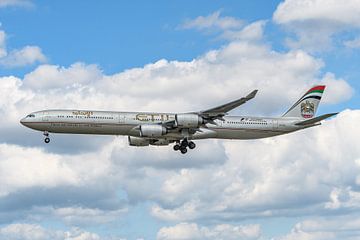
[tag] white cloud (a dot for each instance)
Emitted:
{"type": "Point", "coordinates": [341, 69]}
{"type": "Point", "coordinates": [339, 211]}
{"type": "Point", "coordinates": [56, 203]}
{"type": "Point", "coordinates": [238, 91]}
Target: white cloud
{"type": "Point", "coordinates": [213, 22]}
{"type": "Point", "coordinates": [250, 32]}
{"type": "Point", "coordinates": [355, 43]}
{"type": "Point", "coordinates": [275, 183]}
{"type": "Point", "coordinates": [220, 180]}
{"type": "Point", "coordinates": [17, 3]}
{"type": "Point", "coordinates": [22, 57]}
{"type": "Point", "coordinates": [27, 55]}
{"type": "Point", "coordinates": [2, 44]}
{"type": "Point", "coordinates": [187, 231]}
{"type": "Point", "coordinates": [37, 232]}
{"type": "Point", "coordinates": [336, 227]}
{"type": "Point", "coordinates": [316, 21]}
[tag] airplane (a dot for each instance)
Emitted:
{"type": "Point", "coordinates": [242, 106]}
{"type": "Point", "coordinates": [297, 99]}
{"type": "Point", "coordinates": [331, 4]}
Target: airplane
{"type": "Point", "coordinates": [180, 129]}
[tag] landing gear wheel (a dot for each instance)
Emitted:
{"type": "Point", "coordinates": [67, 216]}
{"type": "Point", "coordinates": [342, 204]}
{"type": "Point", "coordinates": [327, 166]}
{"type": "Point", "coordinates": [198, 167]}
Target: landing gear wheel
{"type": "Point", "coordinates": [183, 150]}
{"type": "Point", "coordinates": [191, 145]}
{"type": "Point", "coordinates": [176, 147]}
{"type": "Point", "coordinates": [184, 143]}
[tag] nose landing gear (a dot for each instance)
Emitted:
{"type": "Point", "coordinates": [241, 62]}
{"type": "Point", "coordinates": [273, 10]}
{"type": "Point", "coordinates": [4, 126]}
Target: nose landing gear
{"type": "Point", "coordinates": [182, 146]}
{"type": "Point", "coordinates": [46, 139]}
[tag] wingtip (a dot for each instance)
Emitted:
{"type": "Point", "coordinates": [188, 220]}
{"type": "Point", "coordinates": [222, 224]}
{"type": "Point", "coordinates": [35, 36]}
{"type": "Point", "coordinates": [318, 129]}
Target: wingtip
{"type": "Point", "coordinates": [253, 93]}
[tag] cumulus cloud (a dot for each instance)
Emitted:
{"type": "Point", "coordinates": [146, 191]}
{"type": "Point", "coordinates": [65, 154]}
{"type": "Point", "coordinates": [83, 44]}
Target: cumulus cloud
{"type": "Point", "coordinates": [276, 183]}
{"type": "Point", "coordinates": [27, 55]}
{"type": "Point", "coordinates": [15, 3]}
{"type": "Point", "coordinates": [223, 181]}
{"type": "Point", "coordinates": [187, 231]}
{"type": "Point", "coordinates": [355, 43]}
{"type": "Point", "coordinates": [37, 232]}
{"type": "Point", "coordinates": [316, 21]}
{"type": "Point", "coordinates": [339, 227]}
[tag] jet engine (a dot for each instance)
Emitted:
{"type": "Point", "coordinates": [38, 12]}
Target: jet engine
{"type": "Point", "coordinates": [152, 130]}
{"type": "Point", "coordinates": [188, 120]}
{"type": "Point", "coordinates": [160, 142]}
{"type": "Point", "coordinates": [138, 142]}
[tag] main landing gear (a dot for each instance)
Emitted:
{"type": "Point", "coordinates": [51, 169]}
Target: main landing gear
{"type": "Point", "coordinates": [46, 139]}
{"type": "Point", "coordinates": [182, 146]}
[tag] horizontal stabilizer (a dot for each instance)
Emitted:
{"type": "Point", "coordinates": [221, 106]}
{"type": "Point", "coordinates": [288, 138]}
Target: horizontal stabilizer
{"type": "Point", "coordinates": [315, 120]}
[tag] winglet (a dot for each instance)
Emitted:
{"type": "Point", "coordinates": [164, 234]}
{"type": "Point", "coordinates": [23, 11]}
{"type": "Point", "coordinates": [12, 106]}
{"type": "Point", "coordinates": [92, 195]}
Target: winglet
{"type": "Point", "coordinates": [252, 94]}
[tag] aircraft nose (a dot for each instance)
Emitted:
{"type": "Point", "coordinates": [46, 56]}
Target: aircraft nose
{"type": "Point", "coordinates": [23, 121]}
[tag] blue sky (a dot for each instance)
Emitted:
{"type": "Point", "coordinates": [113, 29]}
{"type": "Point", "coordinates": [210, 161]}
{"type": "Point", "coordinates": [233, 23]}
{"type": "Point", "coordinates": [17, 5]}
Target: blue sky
{"type": "Point", "coordinates": [179, 56]}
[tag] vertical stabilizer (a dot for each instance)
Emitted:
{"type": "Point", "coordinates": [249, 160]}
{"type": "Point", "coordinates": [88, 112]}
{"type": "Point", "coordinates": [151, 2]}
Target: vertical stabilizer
{"type": "Point", "coordinates": [307, 105]}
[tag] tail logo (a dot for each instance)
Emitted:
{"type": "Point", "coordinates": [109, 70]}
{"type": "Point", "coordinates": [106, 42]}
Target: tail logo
{"type": "Point", "coordinates": [307, 109]}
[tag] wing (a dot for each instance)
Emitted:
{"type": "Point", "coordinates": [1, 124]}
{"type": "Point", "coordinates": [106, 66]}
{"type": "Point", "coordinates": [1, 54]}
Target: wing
{"type": "Point", "coordinates": [315, 120]}
{"type": "Point", "coordinates": [220, 111]}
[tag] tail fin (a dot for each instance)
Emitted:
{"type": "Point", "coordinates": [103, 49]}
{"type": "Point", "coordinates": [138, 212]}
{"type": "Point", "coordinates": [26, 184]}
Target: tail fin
{"type": "Point", "coordinates": [307, 105]}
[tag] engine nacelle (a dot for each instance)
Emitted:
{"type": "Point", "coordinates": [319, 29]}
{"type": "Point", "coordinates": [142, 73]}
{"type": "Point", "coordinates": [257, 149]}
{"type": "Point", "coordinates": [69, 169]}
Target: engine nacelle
{"type": "Point", "coordinates": [160, 142]}
{"type": "Point", "coordinates": [138, 142]}
{"type": "Point", "coordinates": [152, 130]}
{"type": "Point", "coordinates": [188, 120]}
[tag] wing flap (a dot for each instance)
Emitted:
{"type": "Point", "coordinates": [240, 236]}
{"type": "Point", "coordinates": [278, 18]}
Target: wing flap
{"type": "Point", "coordinates": [315, 120]}
{"type": "Point", "coordinates": [223, 109]}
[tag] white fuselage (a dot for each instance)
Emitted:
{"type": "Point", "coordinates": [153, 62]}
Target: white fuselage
{"type": "Point", "coordinates": [127, 123]}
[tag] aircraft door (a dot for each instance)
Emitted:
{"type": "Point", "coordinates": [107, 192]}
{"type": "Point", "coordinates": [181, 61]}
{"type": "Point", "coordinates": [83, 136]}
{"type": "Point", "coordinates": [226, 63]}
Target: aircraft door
{"type": "Point", "coordinates": [45, 116]}
{"type": "Point", "coordinates": [121, 118]}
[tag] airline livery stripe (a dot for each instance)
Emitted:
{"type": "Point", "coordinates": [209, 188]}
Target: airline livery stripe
{"type": "Point", "coordinates": [316, 88]}
{"type": "Point", "coordinates": [316, 97]}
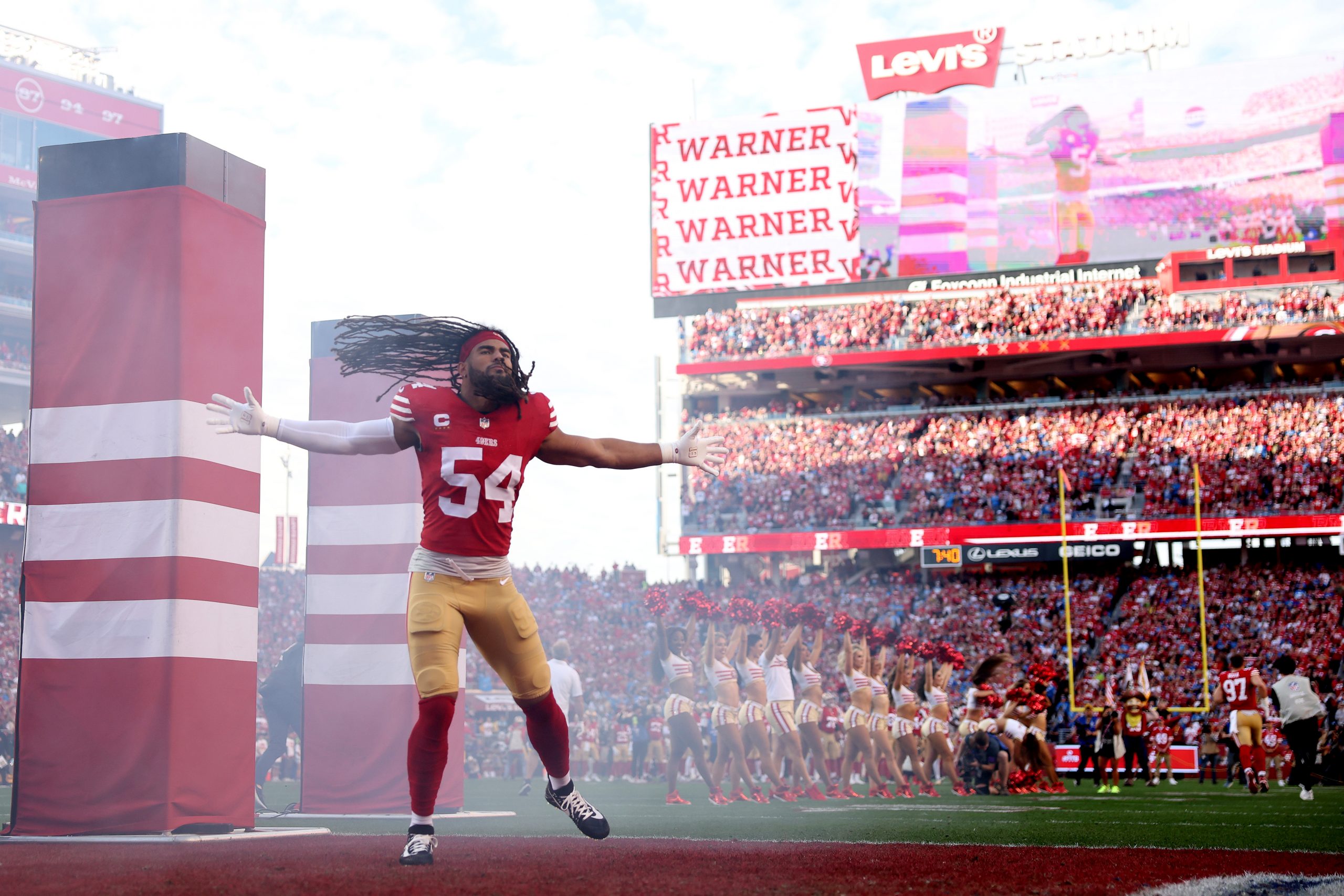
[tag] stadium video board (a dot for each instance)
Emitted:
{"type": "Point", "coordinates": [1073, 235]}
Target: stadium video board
{"type": "Point", "coordinates": [1062, 172]}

▬▬▬▬▬▬

AIM OF THE EXERCISE »
Do not copy pictures. Restate exactly the lines from the one containing "[tag] wing flap (a dot for each instance)" through the last line of the records.

COMPLETE ANSWER »
[tag] wing flap (a dot for each instance)
Emitted:
{"type": "Point", "coordinates": [240, 236]}
{"type": "Point", "coordinates": [278, 18]}
Target: wing flap
{"type": "Point", "coordinates": [315, 120]}
{"type": "Point", "coordinates": [223, 109]}
[tag] white fuselage (a dot for each instance)
Emitted:
{"type": "Point", "coordinates": [153, 62]}
Target: white fuselage
{"type": "Point", "coordinates": [127, 123]}
[tag] aircraft door (a dot for each instance)
Emitted:
{"type": "Point", "coordinates": [107, 192]}
{"type": "Point", "coordinates": [181, 61]}
{"type": "Point", "coordinates": [83, 136]}
{"type": "Point", "coordinates": [226, 63]}
Target: aircraft door
{"type": "Point", "coordinates": [45, 116]}
{"type": "Point", "coordinates": [121, 118]}
[tag] airline livery stripe (a dot for each instance)
Emitted:
{"type": "Point", "coordinates": [209, 188]}
Target: airline livery stripe
{"type": "Point", "coordinates": [316, 88]}
{"type": "Point", "coordinates": [316, 97]}
[tag] stadium video board (a dot for each instance)
Emitted:
{"type": "Point", "coordinates": [1073, 235]}
Target: stadium video board
{"type": "Point", "coordinates": [1062, 172]}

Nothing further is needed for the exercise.